─── Dataset ───

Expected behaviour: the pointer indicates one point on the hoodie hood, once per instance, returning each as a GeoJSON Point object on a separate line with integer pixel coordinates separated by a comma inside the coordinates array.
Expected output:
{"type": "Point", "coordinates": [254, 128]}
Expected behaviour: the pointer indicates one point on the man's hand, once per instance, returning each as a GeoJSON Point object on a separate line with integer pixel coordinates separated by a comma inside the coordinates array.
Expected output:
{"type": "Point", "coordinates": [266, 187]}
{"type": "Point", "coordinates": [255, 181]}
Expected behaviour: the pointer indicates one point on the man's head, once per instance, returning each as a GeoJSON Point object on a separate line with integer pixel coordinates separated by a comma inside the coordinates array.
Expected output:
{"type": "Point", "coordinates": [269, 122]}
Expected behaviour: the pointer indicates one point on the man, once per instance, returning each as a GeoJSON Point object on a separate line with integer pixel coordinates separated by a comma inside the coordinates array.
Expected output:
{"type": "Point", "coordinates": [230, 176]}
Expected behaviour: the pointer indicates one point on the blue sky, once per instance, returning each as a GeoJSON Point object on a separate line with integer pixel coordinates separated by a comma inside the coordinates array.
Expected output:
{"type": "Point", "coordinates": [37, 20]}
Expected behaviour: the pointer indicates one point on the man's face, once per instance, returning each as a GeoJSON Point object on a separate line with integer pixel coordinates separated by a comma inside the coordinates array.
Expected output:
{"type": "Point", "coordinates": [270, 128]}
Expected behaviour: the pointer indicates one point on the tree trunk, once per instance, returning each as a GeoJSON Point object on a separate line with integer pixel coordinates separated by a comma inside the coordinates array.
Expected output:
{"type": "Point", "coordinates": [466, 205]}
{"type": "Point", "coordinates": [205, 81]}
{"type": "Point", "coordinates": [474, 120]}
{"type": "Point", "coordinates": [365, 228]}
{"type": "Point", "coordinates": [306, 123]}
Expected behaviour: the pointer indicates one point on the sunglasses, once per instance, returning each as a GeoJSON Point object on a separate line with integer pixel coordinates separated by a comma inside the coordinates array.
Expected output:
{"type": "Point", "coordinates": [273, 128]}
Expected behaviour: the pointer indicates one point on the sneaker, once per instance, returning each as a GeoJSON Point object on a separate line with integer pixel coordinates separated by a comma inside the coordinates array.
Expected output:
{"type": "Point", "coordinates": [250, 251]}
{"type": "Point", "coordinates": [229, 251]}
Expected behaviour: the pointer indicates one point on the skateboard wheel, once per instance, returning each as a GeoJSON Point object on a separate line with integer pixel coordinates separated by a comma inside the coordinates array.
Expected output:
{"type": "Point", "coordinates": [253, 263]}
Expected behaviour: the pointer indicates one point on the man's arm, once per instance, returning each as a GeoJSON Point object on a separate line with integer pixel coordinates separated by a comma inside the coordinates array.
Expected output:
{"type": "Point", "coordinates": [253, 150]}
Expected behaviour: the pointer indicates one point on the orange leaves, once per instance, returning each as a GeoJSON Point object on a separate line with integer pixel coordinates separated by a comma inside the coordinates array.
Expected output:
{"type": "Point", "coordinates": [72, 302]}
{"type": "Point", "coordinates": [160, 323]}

───

Repeat the listing above word for word, with no line missing.

Expected behaviour: the pointer indicates one point on the hoodie hood, once per instance, returning each as a GeoJSON Point object on a separate line with integer pixel coordinates separated by a comma inside the coordinates array.
Expected output:
{"type": "Point", "coordinates": [254, 128]}
Expected behaviour: the pointer indicates one point on the man's hand, once per instance, returning each as a GeoJSON Point object on a separate line with integer pixel coordinates separated by a comma inside the coordinates array.
Expected output:
{"type": "Point", "coordinates": [266, 187]}
{"type": "Point", "coordinates": [255, 181]}
Expected behaviour: the pointer indicates one point on the man's head, once per instance, returning each as a GeoJSON Point object on a separate line with integer pixel coordinates separated by a comma inside the coordinates array.
Expected output:
{"type": "Point", "coordinates": [269, 122]}
Expected behaviour: the pointer indicates one point on the man, once per instance, returning each as a GeoJSON Point object on a separate line with integer pixel coordinates separated by a comma inside the coordinates array.
Expected output:
{"type": "Point", "coordinates": [230, 176]}
Expected behaviour: the pointer indicates one point on the blue sky, once per instance, returning each as a GeoJSON Point object on a separate line with integer pixel coordinates separated by a comma inside the coordinates array.
Expected output:
{"type": "Point", "coordinates": [37, 20]}
Expected behaviour: the pointer indicates one point on the man's face, once per instance, returning each as a GeoJSON Point object on a separate line with integer pixel coordinates separated by a comma inside the coordinates array.
Expected output:
{"type": "Point", "coordinates": [270, 128]}
Expected behaviour: the pointer indicates one point on the tree trunk, once per instance, returning each as a GeoJSON Point object on a separate line with integer pixel coordinates separated by a comma inside the coordinates array.
Expected output:
{"type": "Point", "coordinates": [466, 205]}
{"type": "Point", "coordinates": [205, 81]}
{"type": "Point", "coordinates": [474, 120]}
{"type": "Point", "coordinates": [365, 228]}
{"type": "Point", "coordinates": [306, 123]}
Expected behaviour: the pointer indicates one point on the sunglasses, once per instance, returning each as a GeoJSON Point object on a separate line with integer pixel coordinates separated by a comma inside the coordinates array.
Expected output:
{"type": "Point", "coordinates": [273, 128]}
Expected behaviour: the pointer indicates one point on the sneaker, once per instance, returning each as a GeoJSON Point object on a separate line with integer pixel coordinates separated by a comma inside the coordinates array.
Expected output:
{"type": "Point", "coordinates": [250, 251]}
{"type": "Point", "coordinates": [229, 251]}
Expected behaviour: the pointer indicates one point on the skateboard wheel, once per instance, returning each as a GeoJSON Point object on a separate line with integer pixel coordinates separated by a comma inside the coordinates array.
Expected output:
{"type": "Point", "coordinates": [253, 263]}
Expected behaviour: the pointer indicates one point on the man's arm, once per instance, returning each as a GeoJSON Point object on a separate line with integer pixel coordinates separated by a comma inside the coordinates array.
Expected output:
{"type": "Point", "coordinates": [253, 150]}
Expected behaviour: the pointer indicates one point on the orange leaves, once per instance, returning each as a GeoJSON Point object on a separate line with integer pixel coordinates separated by a comma inside the coordinates array.
Expected output:
{"type": "Point", "coordinates": [72, 302]}
{"type": "Point", "coordinates": [160, 323]}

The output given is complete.